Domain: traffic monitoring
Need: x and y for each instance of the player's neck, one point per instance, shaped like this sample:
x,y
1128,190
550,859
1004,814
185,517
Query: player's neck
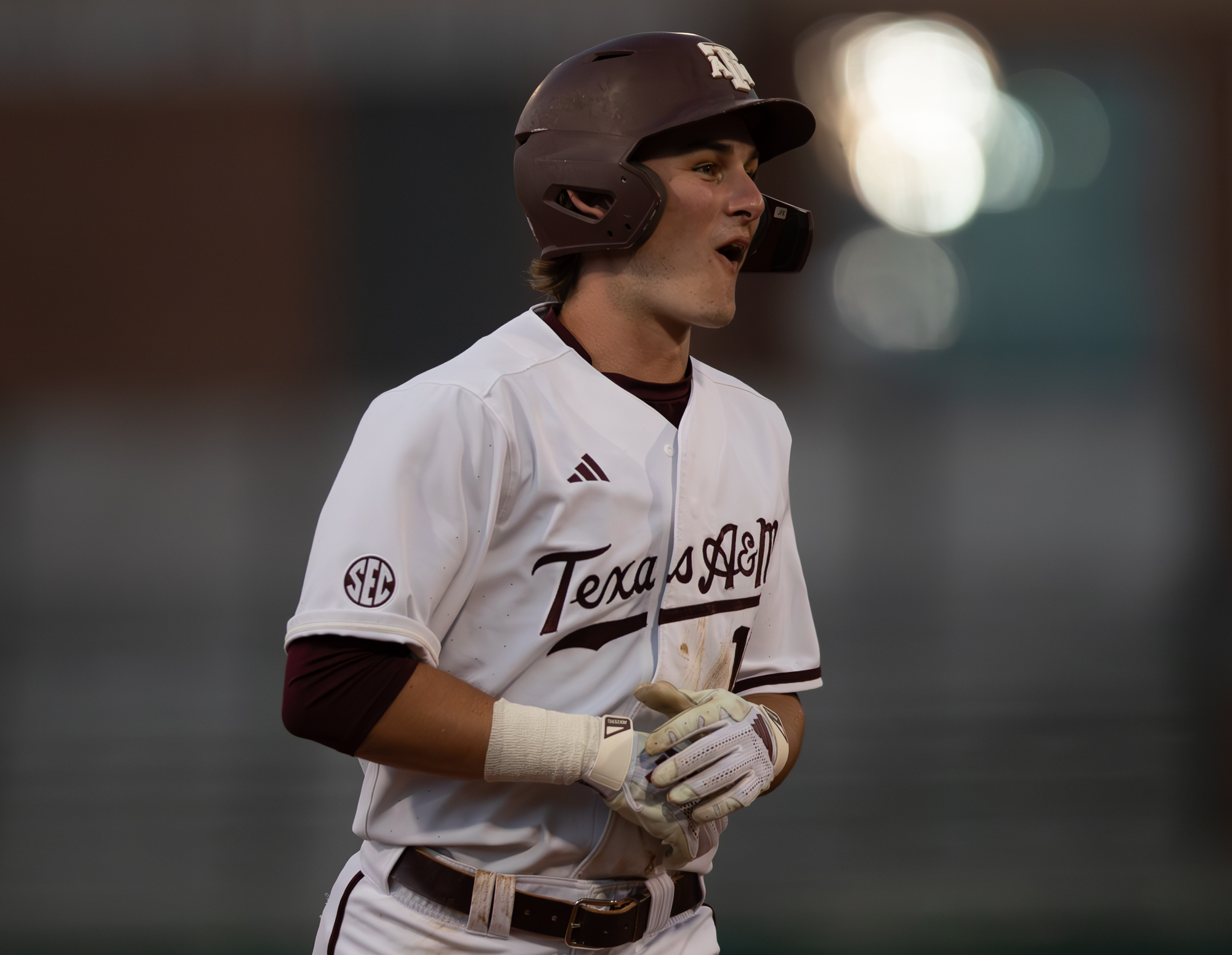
x,y
624,339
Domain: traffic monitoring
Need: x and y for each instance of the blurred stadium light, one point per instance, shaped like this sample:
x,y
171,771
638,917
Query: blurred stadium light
x,y
227,225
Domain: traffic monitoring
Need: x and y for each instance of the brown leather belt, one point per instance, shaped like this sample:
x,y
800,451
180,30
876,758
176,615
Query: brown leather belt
x,y
588,924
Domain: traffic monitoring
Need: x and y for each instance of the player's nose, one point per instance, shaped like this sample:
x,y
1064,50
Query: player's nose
x,y
746,198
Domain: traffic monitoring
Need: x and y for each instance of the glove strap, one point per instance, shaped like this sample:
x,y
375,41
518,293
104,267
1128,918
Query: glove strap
x,y
782,749
617,745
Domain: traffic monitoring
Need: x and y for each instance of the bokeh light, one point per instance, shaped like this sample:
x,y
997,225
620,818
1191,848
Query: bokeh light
x,y
1076,121
899,292
927,135
1018,158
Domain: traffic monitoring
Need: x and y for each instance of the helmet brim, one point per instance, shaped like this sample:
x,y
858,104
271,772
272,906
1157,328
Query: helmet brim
x,y
778,126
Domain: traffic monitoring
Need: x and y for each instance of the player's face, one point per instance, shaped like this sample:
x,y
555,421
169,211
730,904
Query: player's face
x,y
686,272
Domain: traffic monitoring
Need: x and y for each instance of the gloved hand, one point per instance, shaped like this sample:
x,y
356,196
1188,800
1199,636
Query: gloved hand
x,y
729,750
622,775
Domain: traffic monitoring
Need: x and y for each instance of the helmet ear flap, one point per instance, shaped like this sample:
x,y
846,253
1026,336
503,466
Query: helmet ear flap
x,y
545,169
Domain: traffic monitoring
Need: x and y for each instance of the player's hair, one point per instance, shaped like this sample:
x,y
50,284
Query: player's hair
x,y
556,277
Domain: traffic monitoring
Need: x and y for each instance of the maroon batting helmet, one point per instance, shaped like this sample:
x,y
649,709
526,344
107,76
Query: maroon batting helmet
x,y
590,116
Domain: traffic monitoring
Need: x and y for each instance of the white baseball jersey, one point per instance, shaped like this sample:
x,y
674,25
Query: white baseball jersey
x,y
530,527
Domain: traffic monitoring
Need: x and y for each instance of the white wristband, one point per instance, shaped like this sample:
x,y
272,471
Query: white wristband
x,y
532,745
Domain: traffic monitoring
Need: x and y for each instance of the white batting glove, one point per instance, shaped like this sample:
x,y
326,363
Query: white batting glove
x,y
732,750
532,745
622,773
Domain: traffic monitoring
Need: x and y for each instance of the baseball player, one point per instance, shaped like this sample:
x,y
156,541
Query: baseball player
x,y
554,602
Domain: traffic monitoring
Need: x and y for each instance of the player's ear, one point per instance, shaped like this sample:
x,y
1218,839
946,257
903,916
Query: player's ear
x,y
596,204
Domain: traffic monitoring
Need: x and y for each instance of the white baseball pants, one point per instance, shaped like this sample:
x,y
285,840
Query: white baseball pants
x,y
373,924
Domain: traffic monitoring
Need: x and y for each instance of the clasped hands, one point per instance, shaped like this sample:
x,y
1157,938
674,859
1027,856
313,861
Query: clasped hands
x,y
716,754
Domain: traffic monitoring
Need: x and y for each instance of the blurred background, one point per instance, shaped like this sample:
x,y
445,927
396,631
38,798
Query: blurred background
x,y
227,225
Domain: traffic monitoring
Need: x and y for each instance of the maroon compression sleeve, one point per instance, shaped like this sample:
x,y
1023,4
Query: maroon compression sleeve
x,y
337,688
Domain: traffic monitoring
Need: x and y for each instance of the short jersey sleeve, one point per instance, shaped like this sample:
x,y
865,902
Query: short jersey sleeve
x,y
783,654
408,520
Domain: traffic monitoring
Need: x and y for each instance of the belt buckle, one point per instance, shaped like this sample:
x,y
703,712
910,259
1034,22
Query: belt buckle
x,y
599,906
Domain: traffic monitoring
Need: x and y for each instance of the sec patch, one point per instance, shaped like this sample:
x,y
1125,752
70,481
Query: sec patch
x,y
369,581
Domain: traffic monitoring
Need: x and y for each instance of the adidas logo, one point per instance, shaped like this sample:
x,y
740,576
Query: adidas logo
x,y
588,472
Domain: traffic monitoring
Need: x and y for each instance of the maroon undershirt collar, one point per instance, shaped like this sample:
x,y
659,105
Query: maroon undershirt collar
x,y
670,399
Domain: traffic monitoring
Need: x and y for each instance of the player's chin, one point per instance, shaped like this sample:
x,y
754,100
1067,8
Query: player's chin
x,y
716,313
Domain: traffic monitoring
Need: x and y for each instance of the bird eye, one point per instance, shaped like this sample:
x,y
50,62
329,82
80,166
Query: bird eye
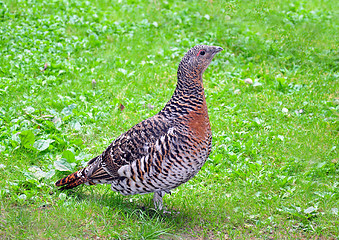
x,y
201,52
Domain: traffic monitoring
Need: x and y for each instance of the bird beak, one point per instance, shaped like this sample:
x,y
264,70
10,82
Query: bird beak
x,y
218,49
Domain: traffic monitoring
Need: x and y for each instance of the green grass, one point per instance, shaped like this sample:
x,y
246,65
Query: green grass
x,y
273,172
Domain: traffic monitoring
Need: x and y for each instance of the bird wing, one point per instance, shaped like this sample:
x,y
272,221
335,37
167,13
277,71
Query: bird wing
x,y
129,148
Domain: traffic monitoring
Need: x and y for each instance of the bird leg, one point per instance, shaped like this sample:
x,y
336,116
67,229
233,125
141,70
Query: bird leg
x,y
157,199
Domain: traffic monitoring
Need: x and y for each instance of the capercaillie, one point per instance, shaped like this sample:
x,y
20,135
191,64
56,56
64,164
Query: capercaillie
x,y
164,151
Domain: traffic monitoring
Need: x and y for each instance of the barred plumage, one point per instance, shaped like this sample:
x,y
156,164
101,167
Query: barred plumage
x,y
164,151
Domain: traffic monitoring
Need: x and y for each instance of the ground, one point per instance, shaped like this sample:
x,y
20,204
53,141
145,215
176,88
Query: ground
x,y
74,75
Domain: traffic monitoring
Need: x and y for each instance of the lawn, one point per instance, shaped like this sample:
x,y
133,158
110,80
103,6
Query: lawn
x,y
75,74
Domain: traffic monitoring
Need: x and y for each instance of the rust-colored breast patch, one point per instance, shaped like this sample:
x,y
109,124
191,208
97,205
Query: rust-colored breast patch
x,y
199,123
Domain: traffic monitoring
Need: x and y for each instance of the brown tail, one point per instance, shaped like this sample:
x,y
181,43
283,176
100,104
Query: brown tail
x,y
70,181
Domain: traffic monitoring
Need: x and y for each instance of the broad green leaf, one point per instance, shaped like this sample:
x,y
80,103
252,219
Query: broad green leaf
x,y
63,165
42,144
27,138
68,155
310,210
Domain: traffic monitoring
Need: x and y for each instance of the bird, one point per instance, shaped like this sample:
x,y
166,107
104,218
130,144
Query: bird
x,y
164,151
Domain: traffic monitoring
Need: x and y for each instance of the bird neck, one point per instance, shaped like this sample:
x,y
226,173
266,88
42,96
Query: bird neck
x,y
188,95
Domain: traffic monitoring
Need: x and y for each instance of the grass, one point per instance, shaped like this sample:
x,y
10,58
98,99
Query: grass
x,y
273,171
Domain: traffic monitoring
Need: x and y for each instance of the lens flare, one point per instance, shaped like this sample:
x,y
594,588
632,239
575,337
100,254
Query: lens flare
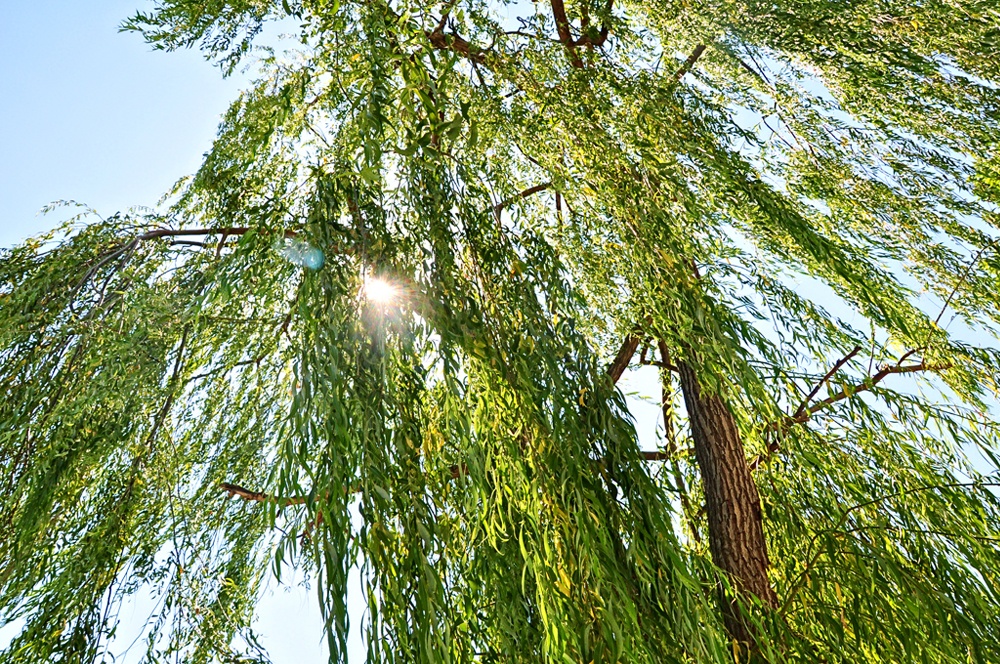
x,y
380,291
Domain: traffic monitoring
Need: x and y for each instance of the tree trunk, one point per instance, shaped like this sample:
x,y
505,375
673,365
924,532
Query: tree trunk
x,y
732,505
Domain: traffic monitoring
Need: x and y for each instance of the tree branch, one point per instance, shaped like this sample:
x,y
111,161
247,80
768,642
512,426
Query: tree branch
x,y
565,36
171,232
258,496
804,414
829,374
624,356
452,42
690,62
524,194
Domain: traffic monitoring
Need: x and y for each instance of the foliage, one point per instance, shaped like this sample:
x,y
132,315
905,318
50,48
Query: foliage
x,y
766,188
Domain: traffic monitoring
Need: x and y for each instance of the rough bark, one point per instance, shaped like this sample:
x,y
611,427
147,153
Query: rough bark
x,y
732,504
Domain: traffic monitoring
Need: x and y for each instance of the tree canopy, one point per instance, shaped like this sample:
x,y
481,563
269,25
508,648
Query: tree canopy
x,y
381,329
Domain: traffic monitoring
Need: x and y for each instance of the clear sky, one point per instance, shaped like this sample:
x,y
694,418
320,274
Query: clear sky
x,y
95,115
92,114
###
* **Task statement**: Copy, exactly and only, the lines above that begin with the one containing "Query: ground" and finish with the one containing "brown tail, one".

* **Output for this exercise**:
Query: ground
x,y
74,75
Domain: traffic monitoring
Need: x and y for each instance of the lawn, one point per instance, shaped like this sample:
x,y
133,158
110,80
103,6
Query: lawn
x,y
75,74
Domain: traffic monitoring
Need: x and y for each instance of the rust-colored breast patch, one point per instance, shaped like this sample:
x,y
109,124
191,208
97,205
Query: rust-colored breast patch
x,y
199,123
Domain: traffic monitoring
Need: x and y for each instance of the brown tail, one point per instance, shaped like this sample:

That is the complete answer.